BEGIN Page excerpt

Can Vitamin E Prevent Cancer?

Cancers from Cowden Syndrome may be slowed with vitamin E

(RxWiki News) The rare disorder called Cowden Syndrome causes tumor-like growths all over the body. People with the condition are at risk of developing breast and thyroid cancers, among others. Research is making strides in changing those odds.

Researchers at the Cleveland Clinic have shown that vitamin E may help to prevent cancer development in people who have Cowden Syndrome (CS).

This therapy reduced cellular damage in CS that had mutations in the succinate dehydrogenase (SDHx) genes - which are thought to be the push-button for cancer to start.

"Ask your doctor about genetic testing."

“Once we show that the SDHx genes are affected, then vitamin E could be a potential option for cancer prevention,” study leader, Charis Eng, MD told dailyRx News in an email.

END Page excerpt

Using the news item on vitamin E and Cowden Syndrome, answer these questions:
1. What does Cowden Syndrome cause all over the body?
2. At which institution did the researchers carry out the work?
3. Who led the study?
Rely solely on the news item above and draw on no outside sources.

BEGIN Provided information

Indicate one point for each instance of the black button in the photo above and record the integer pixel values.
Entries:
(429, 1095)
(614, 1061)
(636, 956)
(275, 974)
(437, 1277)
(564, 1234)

END Provided information

Answer for this exercise
1. Tumor-like growths.
2. The Cleveland Clinic.
3. Charis Eng, MD.